Give back the full listing that follows exactly as it reads.

## DATA SECTION:
※
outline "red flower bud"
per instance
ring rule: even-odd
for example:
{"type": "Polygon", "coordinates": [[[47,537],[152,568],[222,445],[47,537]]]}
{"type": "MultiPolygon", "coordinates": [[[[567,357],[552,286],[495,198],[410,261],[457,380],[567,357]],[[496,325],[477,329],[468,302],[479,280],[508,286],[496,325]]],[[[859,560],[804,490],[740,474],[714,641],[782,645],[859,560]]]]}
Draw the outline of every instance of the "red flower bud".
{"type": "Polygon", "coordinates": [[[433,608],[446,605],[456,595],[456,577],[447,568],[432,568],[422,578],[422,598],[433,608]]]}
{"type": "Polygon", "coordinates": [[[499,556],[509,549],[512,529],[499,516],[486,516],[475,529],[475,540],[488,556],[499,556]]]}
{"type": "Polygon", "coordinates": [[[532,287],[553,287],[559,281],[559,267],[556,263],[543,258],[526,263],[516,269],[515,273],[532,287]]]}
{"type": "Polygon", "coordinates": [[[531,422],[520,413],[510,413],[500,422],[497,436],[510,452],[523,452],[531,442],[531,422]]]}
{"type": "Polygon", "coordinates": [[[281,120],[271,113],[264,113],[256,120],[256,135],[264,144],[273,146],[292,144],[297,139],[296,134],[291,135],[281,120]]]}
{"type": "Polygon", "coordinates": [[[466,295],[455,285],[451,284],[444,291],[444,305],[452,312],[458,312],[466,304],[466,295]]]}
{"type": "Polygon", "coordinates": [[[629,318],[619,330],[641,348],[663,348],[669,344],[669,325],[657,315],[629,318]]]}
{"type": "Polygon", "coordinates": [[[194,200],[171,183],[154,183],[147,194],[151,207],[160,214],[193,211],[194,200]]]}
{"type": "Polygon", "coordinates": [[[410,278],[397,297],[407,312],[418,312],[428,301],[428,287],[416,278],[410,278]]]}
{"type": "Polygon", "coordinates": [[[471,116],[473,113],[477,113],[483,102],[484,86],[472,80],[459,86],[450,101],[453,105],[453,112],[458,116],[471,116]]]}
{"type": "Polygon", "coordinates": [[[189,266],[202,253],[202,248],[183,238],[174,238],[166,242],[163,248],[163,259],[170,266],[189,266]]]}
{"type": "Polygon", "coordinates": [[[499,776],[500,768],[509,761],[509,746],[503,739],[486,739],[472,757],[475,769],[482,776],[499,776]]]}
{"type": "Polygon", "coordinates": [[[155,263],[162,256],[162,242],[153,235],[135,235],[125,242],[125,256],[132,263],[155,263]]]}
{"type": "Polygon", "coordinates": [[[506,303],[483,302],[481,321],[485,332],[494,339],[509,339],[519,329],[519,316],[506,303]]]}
※
## EXERCISE SOLUTION:
outline "red flower bud"
per instance
ring rule: even-odd
for example:
{"type": "Polygon", "coordinates": [[[47,537],[152,568],[222,445],[47,537]]]}
{"type": "MultiPolygon", "coordinates": [[[[567,357],[552,286],[495,198],[410,261],[457,380],[567,357]],[[496,325],[477,329],[468,302],[479,280],[508,286],[496,325]]],[[[859,560],[804,490],[740,474],[714,641],[782,645],[859,560]]]]}
Draw the outline of every instance of the "red flower bud".
{"type": "Polygon", "coordinates": [[[433,608],[446,605],[456,595],[456,577],[447,568],[432,568],[422,578],[422,598],[433,608]]]}
{"type": "Polygon", "coordinates": [[[499,556],[509,549],[512,529],[499,516],[486,516],[475,529],[475,540],[488,556],[499,556]]]}
{"type": "Polygon", "coordinates": [[[532,287],[553,287],[559,281],[559,267],[556,263],[543,258],[526,263],[516,269],[515,273],[532,287]]]}
{"type": "Polygon", "coordinates": [[[531,422],[520,413],[510,413],[500,422],[497,436],[510,452],[523,452],[531,442],[531,422]]]}
{"type": "Polygon", "coordinates": [[[281,120],[271,113],[264,113],[256,120],[256,135],[264,144],[273,146],[292,144],[297,139],[296,134],[291,135],[281,120]]]}
{"type": "Polygon", "coordinates": [[[466,295],[455,285],[451,284],[444,291],[444,305],[452,312],[458,312],[466,304],[466,295]]]}
{"type": "Polygon", "coordinates": [[[629,318],[619,330],[641,348],[663,348],[669,344],[669,325],[657,315],[629,318]]]}
{"type": "Polygon", "coordinates": [[[194,200],[171,183],[154,183],[147,194],[151,207],[160,214],[193,211],[194,200]]]}
{"type": "Polygon", "coordinates": [[[410,278],[397,297],[407,312],[418,312],[428,301],[428,287],[416,278],[410,278]]]}
{"type": "Polygon", "coordinates": [[[471,116],[473,113],[477,113],[483,102],[484,86],[472,80],[459,86],[450,101],[453,105],[453,112],[458,116],[471,116]]]}
{"type": "Polygon", "coordinates": [[[189,266],[202,253],[202,248],[183,238],[174,238],[166,242],[163,248],[163,259],[170,266],[189,266]]]}
{"type": "Polygon", "coordinates": [[[499,776],[500,768],[509,761],[509,746],[503,739],[486,739],[472,757],[475,769],[482,776],[499,776]]]}
{"type": "Polygon", "coordinates": [[[155,263],[162,256],[162,242],[153,235],[135,235],[125,242],[125,256],[132,263],[155,263]]]}
{"type": "Polygon", "coordinates": [[[506,303],[483,302],[481,321],[485,332],[494,339],[509,339],[519,329],[519,316],[506,303]]]}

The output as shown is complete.